**AIM OF THE EXERCISE:** Write out the part of the text on impaired doctors starting at "Though the American" and ending at "a competent manner.", word for word.

**EXERCISE TEXT:**
--------

We all know that doctors are people too, though many times they are placed upon pedestals where they don’t belong. The same percentage of doctors as the general public become substance abusers with 10-12% becoming impaired during the time they are in practice. The article goes through great lengths to have us believe in the success of the program based on the results of the 5 year study running from September 1995 to September 2001. It demonstrated that of the 780 physicians 63% of 144 the surgeons and 65% of 636 non-surgeons successfully completed monitoring programs within five years where they had to submit to random drug sampling that all is going better than expected in according to the medical world.
Though the American Medical Association is claiming this as a success and I suppose it is given the difficulty for many to release drug and alcohol habits, there is the upsetting reality that impaired doctors are preforming surgeries while other doctors are treating people without the cognitive abilities to do so in a competent manner.

--------

**EXTRACTED MATERIAL:**
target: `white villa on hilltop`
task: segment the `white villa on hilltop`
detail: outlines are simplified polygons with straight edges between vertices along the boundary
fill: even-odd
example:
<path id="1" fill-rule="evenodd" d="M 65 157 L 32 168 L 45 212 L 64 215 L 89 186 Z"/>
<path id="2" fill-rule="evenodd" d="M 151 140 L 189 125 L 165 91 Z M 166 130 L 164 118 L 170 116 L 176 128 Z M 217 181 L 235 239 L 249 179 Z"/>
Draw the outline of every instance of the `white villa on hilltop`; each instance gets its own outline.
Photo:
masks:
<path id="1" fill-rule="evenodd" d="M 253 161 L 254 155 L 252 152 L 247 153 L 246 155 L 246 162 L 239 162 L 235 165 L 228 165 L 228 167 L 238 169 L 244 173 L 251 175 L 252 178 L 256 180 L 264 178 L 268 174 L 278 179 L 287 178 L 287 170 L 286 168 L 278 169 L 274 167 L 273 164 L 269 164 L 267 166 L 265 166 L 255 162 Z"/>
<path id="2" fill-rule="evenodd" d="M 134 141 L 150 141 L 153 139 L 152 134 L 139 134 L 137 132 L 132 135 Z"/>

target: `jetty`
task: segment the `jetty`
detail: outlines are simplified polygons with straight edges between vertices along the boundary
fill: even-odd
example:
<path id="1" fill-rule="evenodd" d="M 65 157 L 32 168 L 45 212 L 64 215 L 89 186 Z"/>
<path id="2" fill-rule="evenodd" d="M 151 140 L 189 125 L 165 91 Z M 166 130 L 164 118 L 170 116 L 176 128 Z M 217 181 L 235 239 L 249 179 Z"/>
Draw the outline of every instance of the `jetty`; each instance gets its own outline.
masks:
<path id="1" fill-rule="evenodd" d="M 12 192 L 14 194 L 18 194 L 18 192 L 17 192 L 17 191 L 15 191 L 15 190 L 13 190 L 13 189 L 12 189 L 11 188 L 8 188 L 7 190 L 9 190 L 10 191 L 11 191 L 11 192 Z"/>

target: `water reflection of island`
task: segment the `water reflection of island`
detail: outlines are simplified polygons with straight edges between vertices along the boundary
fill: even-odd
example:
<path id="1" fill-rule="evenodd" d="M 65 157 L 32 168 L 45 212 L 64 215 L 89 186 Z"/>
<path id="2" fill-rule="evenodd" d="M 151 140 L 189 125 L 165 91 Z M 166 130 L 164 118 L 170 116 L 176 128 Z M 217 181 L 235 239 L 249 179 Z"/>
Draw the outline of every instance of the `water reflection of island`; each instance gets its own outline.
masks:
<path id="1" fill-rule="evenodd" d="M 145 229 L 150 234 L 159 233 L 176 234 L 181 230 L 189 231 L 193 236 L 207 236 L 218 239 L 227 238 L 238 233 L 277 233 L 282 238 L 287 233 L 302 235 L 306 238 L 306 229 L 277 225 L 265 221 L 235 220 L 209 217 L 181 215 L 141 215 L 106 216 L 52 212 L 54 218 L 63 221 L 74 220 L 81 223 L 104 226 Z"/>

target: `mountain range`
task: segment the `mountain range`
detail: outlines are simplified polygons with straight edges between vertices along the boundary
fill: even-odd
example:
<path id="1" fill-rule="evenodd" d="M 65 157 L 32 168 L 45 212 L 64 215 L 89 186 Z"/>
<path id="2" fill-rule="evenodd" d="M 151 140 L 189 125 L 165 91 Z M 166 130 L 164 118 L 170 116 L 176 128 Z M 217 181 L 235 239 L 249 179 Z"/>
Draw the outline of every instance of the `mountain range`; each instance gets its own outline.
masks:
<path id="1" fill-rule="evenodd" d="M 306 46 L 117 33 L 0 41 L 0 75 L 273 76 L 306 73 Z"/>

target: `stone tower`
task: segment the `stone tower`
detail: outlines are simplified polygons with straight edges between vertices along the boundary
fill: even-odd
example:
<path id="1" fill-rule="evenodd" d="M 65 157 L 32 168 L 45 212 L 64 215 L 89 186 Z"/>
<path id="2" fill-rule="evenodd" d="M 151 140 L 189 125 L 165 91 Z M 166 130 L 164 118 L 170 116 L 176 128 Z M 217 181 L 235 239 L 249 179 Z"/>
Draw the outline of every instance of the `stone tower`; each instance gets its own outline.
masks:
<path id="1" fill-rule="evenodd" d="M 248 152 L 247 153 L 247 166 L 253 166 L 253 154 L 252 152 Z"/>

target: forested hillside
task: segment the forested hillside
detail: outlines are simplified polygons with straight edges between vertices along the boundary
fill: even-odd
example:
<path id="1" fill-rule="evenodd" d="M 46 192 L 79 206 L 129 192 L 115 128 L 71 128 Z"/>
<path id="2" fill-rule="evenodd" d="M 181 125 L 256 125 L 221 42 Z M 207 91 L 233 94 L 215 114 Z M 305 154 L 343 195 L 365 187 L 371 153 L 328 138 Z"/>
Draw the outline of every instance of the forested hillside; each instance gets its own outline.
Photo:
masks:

--------

**EXERCISE RESPONSE:**
Though the American Medical Association is claiming this as a success and I suppose it is given the difficulty for many to release drug and alcohol habits, there is the upsetting reality that impaired doctors are preforming surgeries while other doctors are treating people without the cognitive abilities to do so in a competent manner.